Stated goal | Copy the listing below line for line, keeping every character unchanged.

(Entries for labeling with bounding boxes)

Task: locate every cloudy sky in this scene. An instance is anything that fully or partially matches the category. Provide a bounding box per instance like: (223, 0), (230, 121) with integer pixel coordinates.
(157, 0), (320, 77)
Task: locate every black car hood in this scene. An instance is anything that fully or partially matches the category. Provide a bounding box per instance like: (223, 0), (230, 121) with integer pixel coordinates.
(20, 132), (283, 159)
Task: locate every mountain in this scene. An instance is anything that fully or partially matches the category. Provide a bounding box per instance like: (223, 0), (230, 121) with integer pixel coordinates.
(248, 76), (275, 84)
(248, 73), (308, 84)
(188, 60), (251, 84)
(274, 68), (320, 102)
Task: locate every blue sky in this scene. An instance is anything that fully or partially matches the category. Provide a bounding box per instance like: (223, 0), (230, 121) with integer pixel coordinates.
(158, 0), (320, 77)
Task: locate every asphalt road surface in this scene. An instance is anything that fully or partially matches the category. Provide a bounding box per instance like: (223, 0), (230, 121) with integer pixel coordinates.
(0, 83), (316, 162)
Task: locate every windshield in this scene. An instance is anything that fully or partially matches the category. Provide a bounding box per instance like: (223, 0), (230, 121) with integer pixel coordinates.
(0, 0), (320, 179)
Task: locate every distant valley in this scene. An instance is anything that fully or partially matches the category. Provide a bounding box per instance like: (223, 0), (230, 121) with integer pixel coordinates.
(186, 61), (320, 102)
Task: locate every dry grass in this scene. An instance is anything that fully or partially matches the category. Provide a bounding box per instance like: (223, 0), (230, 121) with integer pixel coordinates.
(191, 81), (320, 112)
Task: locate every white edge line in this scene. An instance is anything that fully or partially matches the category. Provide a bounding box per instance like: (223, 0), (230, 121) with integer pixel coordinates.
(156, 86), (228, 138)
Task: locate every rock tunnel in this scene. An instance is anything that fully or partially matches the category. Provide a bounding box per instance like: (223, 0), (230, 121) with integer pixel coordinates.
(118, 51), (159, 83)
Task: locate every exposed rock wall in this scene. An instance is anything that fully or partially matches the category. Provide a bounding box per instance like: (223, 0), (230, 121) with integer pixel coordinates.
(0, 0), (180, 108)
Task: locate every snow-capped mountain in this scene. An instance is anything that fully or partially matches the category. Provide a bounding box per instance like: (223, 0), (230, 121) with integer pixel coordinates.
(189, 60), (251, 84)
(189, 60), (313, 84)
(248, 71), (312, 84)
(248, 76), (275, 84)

Correct response |
Task: locate every cloudy sky in this scene. An instance is anything that fully or partially matches the category. Provide a bounding box per instance like: (223, 0), (230, 121) with integer pixel coordinates.
(157, 0), (320, 77)
Task: locate every black car hood in this scene. An instance is anything that fully or partially matches the category. Provide a bounding box per instance like: (223, 0), (230, 121) with integer pixel coordinates.
(20, 132), (283, 159)
Task: locate every mountain in this scene. An instance is anything that fully or partially matches the category. Provide a bounding box per instance like: (223, 0), (230, 121) with integer pixel coordinates.
(248, 76), (275, 84)
(248, 73), (308, 84)
(188, 60), (251, 84)
(274, 68), (320, 102)
Task: locate every blue sky in this scene. An instance is anything that fully or partially matches the category. Provide a bounding box per instance like: (223, 0), (230, 121) with integer pixel coordinates.
(158, 0), (320, 77)
Task: locate every asphalt road surface in this scene. An instance is anything that fully or partially matches the category. Provide a bounding box per instance like: (223, 0), (230, 121) with integer pixel coordinates.
(0, 83), (316, 162)
Task: locate every windshield in this scene. An instance is anything that fully or partially matches the category. Provide a bounding box per instance like: (223, 0), (230, 121) with integer pixel coordinates.
(0, 0), (320, 179)
Task: locate every distant valley in this scene. An instance is anything that fully or partially matches the category. Provide a bounding box per instance like: (223, 0), (230, 121) with integer pixel coordinates.
(186, 61), (320, 102)
Task: locate every dry grass in this scene. An instance is anything that fully or partially matches the category. Provide a bounding box per instance like: (223, 0), (230, 121) with integer pixel coordinates.
(191, 81), (320, 112)
Task: locate every white edge line in this scene. An instance is anything that fully or partially matches the category. Provide a bounding box per instance like: (223, 0), (230, 121) with integer pixel coordinates.
(156, 86), (228, 138)
Task: locate every rock tunnel in this scene. An instance is anything that fully or partially matches the category. Provide a bounding box per instance like: (223, 0), (230, 121) with integer pixel coordinates.
(118, 51), (159, 83)
Task: locate every exposed rock wall in this scene. An instance is anything that fully or partially matches the category. Provide a bounding box per instance like: (223, 0), (230, 121) with integer pixel coordinates.
(0, 0), (180, 108)
Task: locate every snow-capped mountain in this scene. An instance is anything that fully or partially matches the category. Provide a bounding box per instance like: (223, 0), (230, 121) with integer pixel coordinates.
(189, 60), (251, 84)
(189, 60), (313, 84)
(248, 71), (312, 84)
(248, 76), (275, 84)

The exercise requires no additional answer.